**Work to be completed**: Reproduce each of the records below word for word, leaving out the pictures.

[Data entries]
>> start

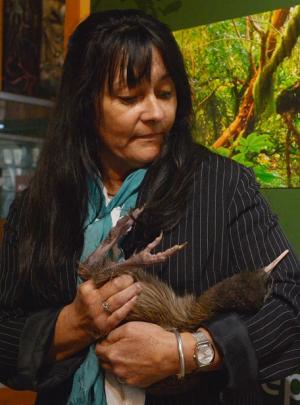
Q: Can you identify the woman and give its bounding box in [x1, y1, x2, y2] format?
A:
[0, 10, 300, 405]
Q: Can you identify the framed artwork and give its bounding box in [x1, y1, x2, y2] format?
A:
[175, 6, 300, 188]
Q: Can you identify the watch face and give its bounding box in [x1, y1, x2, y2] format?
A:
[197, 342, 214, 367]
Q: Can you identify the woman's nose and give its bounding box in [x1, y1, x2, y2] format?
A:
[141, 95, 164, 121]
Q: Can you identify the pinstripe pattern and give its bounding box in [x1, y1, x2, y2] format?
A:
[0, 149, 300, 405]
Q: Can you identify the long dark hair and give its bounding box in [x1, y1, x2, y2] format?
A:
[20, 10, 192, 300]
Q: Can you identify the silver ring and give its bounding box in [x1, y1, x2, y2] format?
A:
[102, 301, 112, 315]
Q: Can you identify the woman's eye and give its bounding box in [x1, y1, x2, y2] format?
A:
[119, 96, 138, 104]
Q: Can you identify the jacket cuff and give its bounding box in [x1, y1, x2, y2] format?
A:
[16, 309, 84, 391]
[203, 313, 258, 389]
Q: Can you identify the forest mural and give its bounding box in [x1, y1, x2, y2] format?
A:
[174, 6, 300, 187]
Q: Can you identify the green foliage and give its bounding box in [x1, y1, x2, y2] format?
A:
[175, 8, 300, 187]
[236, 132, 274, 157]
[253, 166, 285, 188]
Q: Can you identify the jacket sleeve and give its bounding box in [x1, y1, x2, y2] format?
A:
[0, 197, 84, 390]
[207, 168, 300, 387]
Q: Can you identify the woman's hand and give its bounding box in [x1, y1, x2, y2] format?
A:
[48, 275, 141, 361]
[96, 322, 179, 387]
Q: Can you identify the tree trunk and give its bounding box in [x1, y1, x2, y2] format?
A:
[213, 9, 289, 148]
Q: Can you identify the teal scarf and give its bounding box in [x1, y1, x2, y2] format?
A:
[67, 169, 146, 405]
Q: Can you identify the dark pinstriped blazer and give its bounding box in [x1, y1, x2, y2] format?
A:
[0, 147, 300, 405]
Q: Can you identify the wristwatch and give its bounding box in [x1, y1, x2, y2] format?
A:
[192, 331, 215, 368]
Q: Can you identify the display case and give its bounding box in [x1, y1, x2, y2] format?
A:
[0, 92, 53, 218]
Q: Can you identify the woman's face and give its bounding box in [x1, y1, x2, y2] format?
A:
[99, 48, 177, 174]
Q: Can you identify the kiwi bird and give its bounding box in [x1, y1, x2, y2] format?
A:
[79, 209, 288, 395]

>> end

**Exercise response**:
Q: Can you identify the woman and give its bounding box in [x1, y1, x2, y2] format?
A:
[0, 10, 300, 405]
Q: Can you identify the framed artwork and give its bounding box in [x1, y1, x2, y2] format?
A:
[175, 6, 300, 188]
Q: Can you identify the watch face and give its bounding box in [x1, y1, x2, y2] format?
A:
[197, 342, 214, 367]
Q: Can you identify the woman's nose and give its bounding box in [x1, y1, x2, y2] format?
A:
[141, 95, 164, 121]
Q: Can you identify the pinstripe pattern and give its bounding box in [x1, y1, x2, y2] format?
A:
[0, 149, 300, 405]
Q: Can you identify the long dark hair and give its bounding box in [x1, y1, x2, y2] format?
A:
[20, 10, 192, 300]
Q: Can you identify the silver ring and give its bounding box in [x1, y1, x2, y2] format?
A:
[102, 301, 112, 315]
Q: Can you identify the woman's eye and give its bounding box in [x1, y1, x2, y2] format?
A:
[119, 96, 138, 104]
Q: Can you identify the jacket cuff and give its bounding box in [x1, y1, x2, y2] format?
A:
[16, 309, 84, 391]
[203, 313, 258, 389]
Q: Can you identify the forest mural and give its bounding box in [x1, y1, x2, y2] format?
A:
[174, 6, 300, 187]
Q: Can you identify the green foliage and give its bounding box in [x1, y1, x2, y2] format?
A:
[175, 8, 300, 187]
[236, 132, 274, 157]
[253, 166, 285, 188]
Q: Can you identify the jacket sleeve and give its bounding box in [x1, y1, x2, y2] format?
A:
[0, 197, 84, 390]
[207, 168, 300, 387]
Q: Can you identify the woman's hand and give its bounding box in [x1, y1, x2, y2] format?
A:
[48, 275, 141, 361]
[96, 322, 179, 387]
Q: Can you identify the tree trunk and give its bounding box in [x1, y1, x2, y2] format?
A:
[213, 9, 289, 148]
Q: Can you identify the teal scarf and give its bounding box in [x1, y1, x2, y2] format?
A:
[67, 169, 146, 405]
Q: Can you identify the dark pinstriped blazer and give its bounding box in [x1, y1, x2, y2] format?
A:
[0, 147, 300, 405]
Q: Can you identify the wristwatch and give its bounding box in [x1, y1, x2, y2] format?
A:
[192, 331, 215, 368]
Q: Can you identify the display case and give its bounding box in [x1, y1, x2, y2] format?
A:
[0, 92, 53, 218]
Q: Can you identify the woman's face and give its bounding box in [x1, y1, x2, y2] format?
A:
[99, 48, 177, 174]
Q: Can you identify the kiwi bird and give its bounding box in [x1, y1, x2, y2] format?
A:
[79, 209, 288, 395]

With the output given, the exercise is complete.